**ACTIVITIES**.
A) Repeat word for word the stretch of the post on evolution and ocean killers from "- First off, there" through "for krill limited.".
B) Carry on the post on evolution and ocean killers, writing what comes after its last sentence.

**EXCERPT TO READ**.

::::::::::

Evolution & Killers
Now that I am through episode 6 of Blue Planet II, I am starting to notice several facts about evolution and the killers in the ocean. Here they are in no order of importance.
- First off, there are LOTS of killers in the ocean. Everybody is eating everybody else, provided they’re slightly lower on the food chain, or they just missed the class in skilled hiding. There aren’t many vegetarians in the sea, I noticed. Sure, some low-life organisms eat veggies, like the sea grass-eating sea turtles, or those lefty, kelp-nibbling fish who have to stay close to the coral reefs and shoals because they’ll get eaten 2 seconds after wandering away, since their parents never game them iPhones to stay in contact. But there’s a lot of carnivores down there.
- Fish evolution is not keeping up with today’s modern, fast-paced ocean life. Fish genetics are too slow to evolve to meet the crushing demands of basic survival AND being cast in yet another Sir David Attenborough-narrated documentary, where filming schedules are tight and budgets for krill limited.

::::::::::

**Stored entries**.

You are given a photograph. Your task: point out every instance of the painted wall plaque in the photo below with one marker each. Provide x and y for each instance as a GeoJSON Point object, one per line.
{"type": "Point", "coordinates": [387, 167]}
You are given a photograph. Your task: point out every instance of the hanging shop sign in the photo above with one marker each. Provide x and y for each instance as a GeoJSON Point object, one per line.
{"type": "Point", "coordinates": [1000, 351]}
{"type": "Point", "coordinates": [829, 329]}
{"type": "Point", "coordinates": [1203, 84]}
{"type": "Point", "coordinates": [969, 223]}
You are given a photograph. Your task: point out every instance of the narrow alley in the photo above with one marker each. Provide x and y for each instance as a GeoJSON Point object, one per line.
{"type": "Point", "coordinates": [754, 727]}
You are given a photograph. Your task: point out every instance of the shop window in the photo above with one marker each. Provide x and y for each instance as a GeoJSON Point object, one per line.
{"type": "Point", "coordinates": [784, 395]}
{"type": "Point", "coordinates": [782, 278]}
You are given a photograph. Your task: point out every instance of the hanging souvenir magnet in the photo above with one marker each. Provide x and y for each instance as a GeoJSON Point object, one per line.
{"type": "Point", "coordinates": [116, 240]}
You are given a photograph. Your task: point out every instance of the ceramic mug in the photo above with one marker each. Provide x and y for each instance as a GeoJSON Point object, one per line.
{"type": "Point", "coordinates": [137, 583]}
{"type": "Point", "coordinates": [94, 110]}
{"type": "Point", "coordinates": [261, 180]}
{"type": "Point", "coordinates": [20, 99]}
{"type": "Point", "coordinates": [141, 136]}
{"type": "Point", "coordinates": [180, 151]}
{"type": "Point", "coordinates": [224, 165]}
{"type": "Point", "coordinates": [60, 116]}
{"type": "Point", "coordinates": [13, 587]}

::::::::::

**TASK RESULTS**.
A)
- First off, there are LOTS of killers in the ocean. Everybody is eating everybody else, provided they’re slightly lower on the food chain, or they just missed the class in skilled hiding. There aren’t many vegetarians in the sea, I noticed. Sure, some low-life organisms eat veggies, like the sea grass-eating sea turtles, or those lefty, kelp-nibbling fish who have to stay close to the coral reefs and shoals because they’ll get eaten 2 seconds after wandering away, since their parents never game them iPhones to stay in contact. But there’s a lot of carnivores down there.
- Fish evolution is not keeping up with today’s modern, fast-paced ocean life. Fish genetics are too slow to evolve to meet the crushing demands of basic survival AND being cast in yet another Sir David Attenborough-narrated documentary, where filming schedules are tight and budgets for krill limited.

B)
- Education is failing today’s schools of fish. Too few learn the skills they need to succeed in the 21st century, like online banking, or self-promotion in social media, let alone wood working skills. (A lack of opposable thumbs is not an excuse.)
- Many sea creatures actually use tools (not power tools, though – power cord isn’t long enough) to chase, hide, distract their prey or mate. Turns out that when we thought only humans, chimps and otters used tools to make their lives easier and justify the cost of a trip to the hardware store to buy a tool chest, we were incorrect. Ugly fish do it too.
- Sharks are the equivalent dumb male jocks who drive Jeeps. Totally possessive of their catch and they don’t share well. They have sycophantic, smaller fish attached to their skin. They scare off every other fish and are constantly looking for fight with lesser fish. Just like all sports jocks.
- Octopuses are exceptionally ugly and super intelligent. And significantly smarter than I be. Two, in fact, outscored me on standardized tests, and both are going to ivy league schools this fall if they can get funding. One octopus beat me at Scrabble AND Blackjack in the same day. Twice. There’s goes my lunch money.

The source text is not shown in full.